Task details |
Rewrite the article on the hidden child's story from the words that have "Film, play tell" through "here next month.", swapping "movie theater" for "cinema".

Text for analysis |
━━━━

Film, play tell Shoah survivor’s story as hidden child in France

BY PATRICIA CORRIGAN, SPECIAL TO THE JEWISH LIGHT

Stories from Rachel Goldman Miller’s life – a life filled with much loss but also much love – are coming to a movie theater and a stage here next month.

Miller, a native of France born to Polish parents, lost 93 family members in the Holocaust. She lost her son Mark to AIDS. She lost her husband, Milton, after 47 years of marriage. In 1995, Miller was diagnosed with breast cancer. Yet she prevails.

On Aug. 4, “La Rafle (The Round Up)” will be shown at 7 p.m. at the Landmark Cinema in Plaza Frontenac. The film is a period drama about the collaboration between the government of Vichy, France, and the Nazis, who in 1942 deported 13,000 Jews – Miller’s family members among them.

Then on Aug. 21, “Beyond Me: A Song Cycle in the Key of Survival” will be performed by Suzanne Tanner Meisel, the playwright, at 4 p.m. in the Mirowitz Performing Arts Center at the Jewish Community Center. The multi-media production is the story of Miller’s life.

“Watching both will be moving for me,” says Miller, 78, who lives in Chesterfield. “But telling my story is my way of keeping my family alive.” Both events are co-sponsored by the Jewish Film Festival and the Holocaust Museum and Learning Center.

The film, made in 2010, has not been shown previously in St. Louis. “This film came to our attention last fall, and we asked the Holocaust Museum and Learning Center if they were interested in working with us to present it,” says Zelda Sparks, head of the St. Louis Jewish Film Festival. “We naturally talked about Rachel, and we are very pleased that she is introducing the film, because it adds a personal element to this story.”

Miller, who screened the film early in July, knows what she will say at the screening of the film. “I’m going to say I wasn’t there when my family was taken away, but I know what happened, because I was told later,” Miller says. “My father was already dead when my mother sent me away three days before she and my sister and brothers were taken. I was angry – I thought she didn’t love me. She did. She tried to save my life.”

━━━━

Data to examine |
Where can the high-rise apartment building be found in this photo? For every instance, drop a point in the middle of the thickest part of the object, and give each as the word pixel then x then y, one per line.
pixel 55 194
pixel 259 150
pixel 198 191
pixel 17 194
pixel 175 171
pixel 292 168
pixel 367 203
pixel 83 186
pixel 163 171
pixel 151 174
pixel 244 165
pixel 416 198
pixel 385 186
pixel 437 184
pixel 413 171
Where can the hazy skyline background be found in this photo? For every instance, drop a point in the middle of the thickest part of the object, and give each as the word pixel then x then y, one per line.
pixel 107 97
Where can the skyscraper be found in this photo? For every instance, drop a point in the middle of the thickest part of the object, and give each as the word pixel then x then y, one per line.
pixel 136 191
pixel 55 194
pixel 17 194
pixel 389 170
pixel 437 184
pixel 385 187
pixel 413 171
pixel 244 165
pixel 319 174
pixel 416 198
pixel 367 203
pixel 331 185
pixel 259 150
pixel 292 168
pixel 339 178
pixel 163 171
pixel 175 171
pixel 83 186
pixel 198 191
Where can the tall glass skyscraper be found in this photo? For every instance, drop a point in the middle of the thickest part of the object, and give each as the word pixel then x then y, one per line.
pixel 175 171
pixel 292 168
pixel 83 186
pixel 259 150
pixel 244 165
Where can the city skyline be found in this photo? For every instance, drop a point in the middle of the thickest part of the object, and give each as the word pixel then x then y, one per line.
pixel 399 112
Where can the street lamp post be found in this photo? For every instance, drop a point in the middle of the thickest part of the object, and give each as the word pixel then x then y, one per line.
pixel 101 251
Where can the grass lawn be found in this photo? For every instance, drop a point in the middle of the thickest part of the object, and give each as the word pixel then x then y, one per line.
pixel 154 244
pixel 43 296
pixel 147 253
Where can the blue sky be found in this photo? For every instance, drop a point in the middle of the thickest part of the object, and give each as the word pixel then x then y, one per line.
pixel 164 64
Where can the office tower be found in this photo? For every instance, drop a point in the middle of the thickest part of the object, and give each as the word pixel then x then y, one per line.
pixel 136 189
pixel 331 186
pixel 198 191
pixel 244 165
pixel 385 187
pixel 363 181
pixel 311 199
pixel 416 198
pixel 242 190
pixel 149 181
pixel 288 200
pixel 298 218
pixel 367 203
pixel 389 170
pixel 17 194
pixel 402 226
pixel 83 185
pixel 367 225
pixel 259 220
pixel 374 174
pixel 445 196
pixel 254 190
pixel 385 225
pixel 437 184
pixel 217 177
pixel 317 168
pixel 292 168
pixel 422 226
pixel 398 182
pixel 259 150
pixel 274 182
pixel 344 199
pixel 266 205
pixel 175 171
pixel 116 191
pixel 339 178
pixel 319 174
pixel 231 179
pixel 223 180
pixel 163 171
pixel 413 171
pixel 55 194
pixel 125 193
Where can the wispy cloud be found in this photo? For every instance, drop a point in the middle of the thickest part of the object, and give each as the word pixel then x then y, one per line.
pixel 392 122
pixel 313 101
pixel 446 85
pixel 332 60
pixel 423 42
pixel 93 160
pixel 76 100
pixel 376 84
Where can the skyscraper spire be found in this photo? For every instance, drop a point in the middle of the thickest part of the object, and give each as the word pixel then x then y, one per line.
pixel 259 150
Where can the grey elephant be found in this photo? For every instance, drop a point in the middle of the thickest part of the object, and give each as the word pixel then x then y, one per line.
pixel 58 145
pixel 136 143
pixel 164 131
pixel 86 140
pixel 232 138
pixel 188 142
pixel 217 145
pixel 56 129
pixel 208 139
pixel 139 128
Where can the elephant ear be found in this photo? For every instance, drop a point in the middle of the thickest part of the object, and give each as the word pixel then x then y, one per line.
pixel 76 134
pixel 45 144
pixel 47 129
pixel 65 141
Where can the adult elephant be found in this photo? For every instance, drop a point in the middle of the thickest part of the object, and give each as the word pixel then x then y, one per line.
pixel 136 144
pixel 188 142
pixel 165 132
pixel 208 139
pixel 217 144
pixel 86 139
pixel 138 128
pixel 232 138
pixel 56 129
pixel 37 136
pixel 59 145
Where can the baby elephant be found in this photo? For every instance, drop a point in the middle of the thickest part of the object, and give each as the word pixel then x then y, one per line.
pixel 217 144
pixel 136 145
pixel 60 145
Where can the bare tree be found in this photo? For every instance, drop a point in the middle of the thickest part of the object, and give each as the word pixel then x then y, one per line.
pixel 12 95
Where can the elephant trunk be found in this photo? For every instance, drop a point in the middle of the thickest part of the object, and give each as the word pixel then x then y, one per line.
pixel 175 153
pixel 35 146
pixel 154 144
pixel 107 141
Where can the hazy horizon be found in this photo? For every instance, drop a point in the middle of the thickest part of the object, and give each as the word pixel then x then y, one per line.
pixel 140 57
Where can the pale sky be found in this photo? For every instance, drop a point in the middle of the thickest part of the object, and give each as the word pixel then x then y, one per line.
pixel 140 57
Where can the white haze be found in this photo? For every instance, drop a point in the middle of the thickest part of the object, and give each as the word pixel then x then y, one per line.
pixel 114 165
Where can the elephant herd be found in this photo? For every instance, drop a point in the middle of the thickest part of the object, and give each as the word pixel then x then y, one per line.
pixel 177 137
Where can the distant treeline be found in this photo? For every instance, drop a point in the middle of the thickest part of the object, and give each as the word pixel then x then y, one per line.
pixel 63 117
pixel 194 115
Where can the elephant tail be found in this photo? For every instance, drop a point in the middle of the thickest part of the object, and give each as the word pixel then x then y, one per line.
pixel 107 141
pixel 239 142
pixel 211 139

━━━━

Reply |
Film, play tell Shoah survivor’s story as hidden child in France

BY PATRICIA CORRIGAN, SPECIAL TO THE JEWISH LIGHT

Stories from Rachel Goldman Miller’s life – a life filled with much loss but also much love – are coming to a cinema and a stage here next month.